_Исходный текст:_
Ажиотаж, возникший еще в январе вокруг вопроса о терроре, вспыхнул с новой силой. «Расстреливали», – говорили одни. «Не расстреливали», – оправдывались другие. «Расстреливали, но мало, – сожалели третьи. – Вот те, кого не успели добить, как раз и восстали». Самоуправство же и злоупотребления местных властей, видимо, считали неизбежным злом, доставшимся в наследство еще с эпохи Рюриковичей.
18 апреля с Восточного фронта в Москву вернулся Троцкий. Возможно, он рассмотрел в восстании источник возможных подкопов под военное ведомство, им возглавляемое. Ведь установление советской власти на Дону взяли на себя военные, Южный фронт, и вдруг – нате вам! – восстание. Поэтому печатные органы наркомата о событиях на Верхнем Дону умалчивали, лишь раз, 25 апреля, «Известия» наркомата обмолвились о «бунтовщиках» – казаках Вёшенской станицы, да два месяца спустя, – 25 июня, некий Иринарх Зюзя туманно писал, что «уже несколько времени назад в тылу Красной Армии, Южного фронта в станице Вёшенской и других хуторах и волостях… началось и росло волнение среди донских казаков, направленное против Советской власти». Но от восстания, разъедавшего тыл Южного фронта, нельзя было отмахнуться.
В Москве искали те средства, которые могли бы не только погасить пожар мятежа, но и гарантировать от последующих вспышек в местности, «где 80 % населения относятся к Советской власти явно оппозиционно, угрожая постоянными восстаниями» (Колегаев, Тарасов, Плятт 15 апреля Ленину)[270].
Отдел гражданского управления Южного фронта в сводке № 6 сообщал, что бегство казаков за Донец, запустение станиц «побудило Отдел возбудить в центре вопрос об организации переселения в эти станицы».
В.И. Ленин петроградским организациям (во второй половине апреля 1919 г.): «Надо не дать остыть теперешнему подъему, а продержать его минимум 2 месяца и еще усилить. Иначе не кончим войны, а кончить ее надо во что бы то ни стало, ибо признаки усталости масс (100 000 дезертиров) все учащаются.

_Фрагменты данных:_
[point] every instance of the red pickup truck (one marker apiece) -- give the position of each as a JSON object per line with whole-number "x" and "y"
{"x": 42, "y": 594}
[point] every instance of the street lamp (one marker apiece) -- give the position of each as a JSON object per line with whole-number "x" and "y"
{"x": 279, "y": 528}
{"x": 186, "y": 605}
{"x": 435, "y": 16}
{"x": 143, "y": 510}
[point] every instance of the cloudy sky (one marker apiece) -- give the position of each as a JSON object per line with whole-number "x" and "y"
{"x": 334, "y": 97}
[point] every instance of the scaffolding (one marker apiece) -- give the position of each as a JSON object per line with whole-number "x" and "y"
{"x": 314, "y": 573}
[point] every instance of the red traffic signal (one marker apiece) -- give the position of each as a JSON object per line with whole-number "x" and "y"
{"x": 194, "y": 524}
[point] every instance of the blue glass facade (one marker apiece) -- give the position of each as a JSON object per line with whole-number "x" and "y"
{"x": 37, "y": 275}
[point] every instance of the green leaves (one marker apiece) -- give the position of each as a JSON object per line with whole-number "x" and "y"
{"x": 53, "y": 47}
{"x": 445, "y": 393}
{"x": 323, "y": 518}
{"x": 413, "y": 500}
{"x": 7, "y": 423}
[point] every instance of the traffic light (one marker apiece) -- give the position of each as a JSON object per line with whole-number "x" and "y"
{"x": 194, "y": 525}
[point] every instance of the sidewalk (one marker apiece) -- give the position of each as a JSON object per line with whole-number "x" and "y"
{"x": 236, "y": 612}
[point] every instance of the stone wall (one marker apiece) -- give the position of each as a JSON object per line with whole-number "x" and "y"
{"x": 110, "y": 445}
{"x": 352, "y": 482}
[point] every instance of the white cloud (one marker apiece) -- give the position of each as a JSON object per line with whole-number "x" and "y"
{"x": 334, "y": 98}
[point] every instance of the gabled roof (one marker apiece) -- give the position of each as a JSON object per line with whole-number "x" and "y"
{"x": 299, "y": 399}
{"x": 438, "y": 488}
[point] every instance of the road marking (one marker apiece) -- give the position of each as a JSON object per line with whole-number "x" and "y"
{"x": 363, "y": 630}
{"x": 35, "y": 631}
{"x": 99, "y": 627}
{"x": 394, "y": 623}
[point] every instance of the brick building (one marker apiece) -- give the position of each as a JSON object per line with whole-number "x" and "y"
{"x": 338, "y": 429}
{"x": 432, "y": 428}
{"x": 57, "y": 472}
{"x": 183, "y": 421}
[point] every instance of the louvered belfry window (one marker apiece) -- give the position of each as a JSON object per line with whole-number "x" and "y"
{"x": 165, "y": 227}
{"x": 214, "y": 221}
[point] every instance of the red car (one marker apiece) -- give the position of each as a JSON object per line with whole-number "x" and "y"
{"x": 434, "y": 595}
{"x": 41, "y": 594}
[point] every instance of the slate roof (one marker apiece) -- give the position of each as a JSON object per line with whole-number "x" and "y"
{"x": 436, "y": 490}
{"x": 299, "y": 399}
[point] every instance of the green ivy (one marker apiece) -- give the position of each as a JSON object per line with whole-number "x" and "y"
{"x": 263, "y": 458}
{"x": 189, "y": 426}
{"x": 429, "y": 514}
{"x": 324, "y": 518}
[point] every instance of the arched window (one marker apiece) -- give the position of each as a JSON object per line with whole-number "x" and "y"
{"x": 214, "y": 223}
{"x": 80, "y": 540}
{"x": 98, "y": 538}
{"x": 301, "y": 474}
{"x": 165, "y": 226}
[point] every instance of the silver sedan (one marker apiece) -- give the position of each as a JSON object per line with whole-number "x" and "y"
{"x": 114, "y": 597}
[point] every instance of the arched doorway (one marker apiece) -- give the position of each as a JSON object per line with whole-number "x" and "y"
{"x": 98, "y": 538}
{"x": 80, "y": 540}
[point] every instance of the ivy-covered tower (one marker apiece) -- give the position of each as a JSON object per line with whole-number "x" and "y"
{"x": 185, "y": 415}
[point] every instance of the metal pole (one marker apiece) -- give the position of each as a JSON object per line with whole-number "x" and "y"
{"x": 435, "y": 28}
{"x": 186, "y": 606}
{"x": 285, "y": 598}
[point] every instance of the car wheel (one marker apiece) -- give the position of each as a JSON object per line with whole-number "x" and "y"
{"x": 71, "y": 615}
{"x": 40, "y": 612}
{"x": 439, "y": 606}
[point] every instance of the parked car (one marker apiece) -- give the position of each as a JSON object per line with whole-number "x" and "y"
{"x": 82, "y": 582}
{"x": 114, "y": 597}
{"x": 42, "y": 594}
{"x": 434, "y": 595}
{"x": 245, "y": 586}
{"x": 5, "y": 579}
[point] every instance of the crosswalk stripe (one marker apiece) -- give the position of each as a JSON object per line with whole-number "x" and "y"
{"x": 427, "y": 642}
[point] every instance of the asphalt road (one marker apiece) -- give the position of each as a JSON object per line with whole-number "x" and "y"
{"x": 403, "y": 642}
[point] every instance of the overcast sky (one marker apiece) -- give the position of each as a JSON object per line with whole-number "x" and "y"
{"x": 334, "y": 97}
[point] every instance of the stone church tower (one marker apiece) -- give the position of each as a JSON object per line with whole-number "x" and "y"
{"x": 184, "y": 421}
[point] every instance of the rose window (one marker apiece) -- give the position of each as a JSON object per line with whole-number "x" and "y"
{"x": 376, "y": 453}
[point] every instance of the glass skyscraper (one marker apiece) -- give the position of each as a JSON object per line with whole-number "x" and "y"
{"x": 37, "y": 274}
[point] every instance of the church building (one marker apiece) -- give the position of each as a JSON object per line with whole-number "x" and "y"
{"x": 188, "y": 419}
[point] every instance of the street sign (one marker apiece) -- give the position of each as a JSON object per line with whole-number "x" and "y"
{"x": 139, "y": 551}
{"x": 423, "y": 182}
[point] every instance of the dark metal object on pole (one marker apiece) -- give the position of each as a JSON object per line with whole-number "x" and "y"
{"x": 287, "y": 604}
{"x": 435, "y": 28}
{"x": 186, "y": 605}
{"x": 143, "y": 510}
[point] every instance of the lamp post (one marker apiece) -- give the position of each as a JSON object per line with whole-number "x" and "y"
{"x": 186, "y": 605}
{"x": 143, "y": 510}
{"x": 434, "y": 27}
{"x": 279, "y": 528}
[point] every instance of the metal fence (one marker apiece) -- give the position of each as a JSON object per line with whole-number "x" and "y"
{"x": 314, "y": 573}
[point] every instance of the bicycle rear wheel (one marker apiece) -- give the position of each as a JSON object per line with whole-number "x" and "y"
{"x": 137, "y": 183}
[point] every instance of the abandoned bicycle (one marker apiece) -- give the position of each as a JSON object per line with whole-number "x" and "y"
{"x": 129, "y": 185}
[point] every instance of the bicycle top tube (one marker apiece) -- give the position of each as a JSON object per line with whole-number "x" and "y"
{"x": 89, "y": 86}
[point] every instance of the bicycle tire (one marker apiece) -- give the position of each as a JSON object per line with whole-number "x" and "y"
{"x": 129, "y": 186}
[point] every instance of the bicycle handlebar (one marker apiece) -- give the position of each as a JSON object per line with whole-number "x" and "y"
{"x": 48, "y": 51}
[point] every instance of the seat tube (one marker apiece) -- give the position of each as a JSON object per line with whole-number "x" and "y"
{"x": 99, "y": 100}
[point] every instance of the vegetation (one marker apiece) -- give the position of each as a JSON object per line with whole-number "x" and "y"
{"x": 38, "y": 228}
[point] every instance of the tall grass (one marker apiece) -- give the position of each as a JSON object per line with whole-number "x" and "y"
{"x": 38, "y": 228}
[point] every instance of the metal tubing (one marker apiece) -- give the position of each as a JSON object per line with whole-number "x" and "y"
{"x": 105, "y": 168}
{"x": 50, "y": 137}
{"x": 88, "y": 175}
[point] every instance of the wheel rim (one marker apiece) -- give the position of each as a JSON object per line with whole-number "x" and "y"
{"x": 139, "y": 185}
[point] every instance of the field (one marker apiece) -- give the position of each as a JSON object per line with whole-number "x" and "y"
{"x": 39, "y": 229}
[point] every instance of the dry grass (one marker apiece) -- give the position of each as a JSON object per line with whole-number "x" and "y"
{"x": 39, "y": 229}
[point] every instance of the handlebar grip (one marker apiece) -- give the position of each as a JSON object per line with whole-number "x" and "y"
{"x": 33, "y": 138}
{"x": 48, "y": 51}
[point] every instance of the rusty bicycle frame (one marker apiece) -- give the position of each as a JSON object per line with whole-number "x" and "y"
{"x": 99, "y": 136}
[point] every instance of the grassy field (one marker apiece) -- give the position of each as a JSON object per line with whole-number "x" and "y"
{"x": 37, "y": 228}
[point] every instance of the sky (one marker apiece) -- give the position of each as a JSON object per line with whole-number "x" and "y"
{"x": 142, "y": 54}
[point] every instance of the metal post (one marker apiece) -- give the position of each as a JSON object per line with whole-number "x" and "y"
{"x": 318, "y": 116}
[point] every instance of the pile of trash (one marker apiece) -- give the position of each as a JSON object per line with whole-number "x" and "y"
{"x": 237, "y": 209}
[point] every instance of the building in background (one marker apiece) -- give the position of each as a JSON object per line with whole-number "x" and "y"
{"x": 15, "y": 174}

_Задания:_
1) Как короче изложить абзац текста о восстании на Дону, начинающийся словами «18 апреля с Восточного фронта», сохранив его главные факты?
2) Перепишите фрагмент текста о восстании на Дону, заменив «бегство» на «уход». Начните с места, где стоят слова «Отдел гражданского управления», и остановитесь после слов «дезертиров) все учащаются.».

_Ответы по заданиям:_
1) 18 апреля Троцкий вернулся с Восточного фронта в Москву. Возможно, он увидел в восстании угрозу своему военному ведомству, ведь советскую власть на Дону устанавливали военные, Южный фронт. Поэтому печать наркомата о событиях на Верхнем Дону молчала. Лишь 25 апреля «Известия» наркомата упомянули о «бунтовщиках», казаках Вёшенской станицы. 25 июня некий Иринарх Зюзя туманно написал о волнении донских казаков против советской власти в тылу Южного фронта. Однако отмахнуться от восстания, разъедавшего тыл Южного фронта, было нельзя.

2)
Отдел гражданского управления Южного фронта в сводке № 6 сообщал, что уход казаков за Донец, запустение станиц «побудило Отдел возбудить в центре вопрос об организации переселения в эти станицы».
В.И. Ленин петроградским организациям (во второй половине апреля 1919 г.): «Надо не дать остыть теперешнему подъему, а продержать его минимум 2 месяца и еще усилить. Иначе не кончим войны, а кончить ее надо во что бы то ни стало, ибо признаки усталости масс (100 000 дезертиров) все учащаются.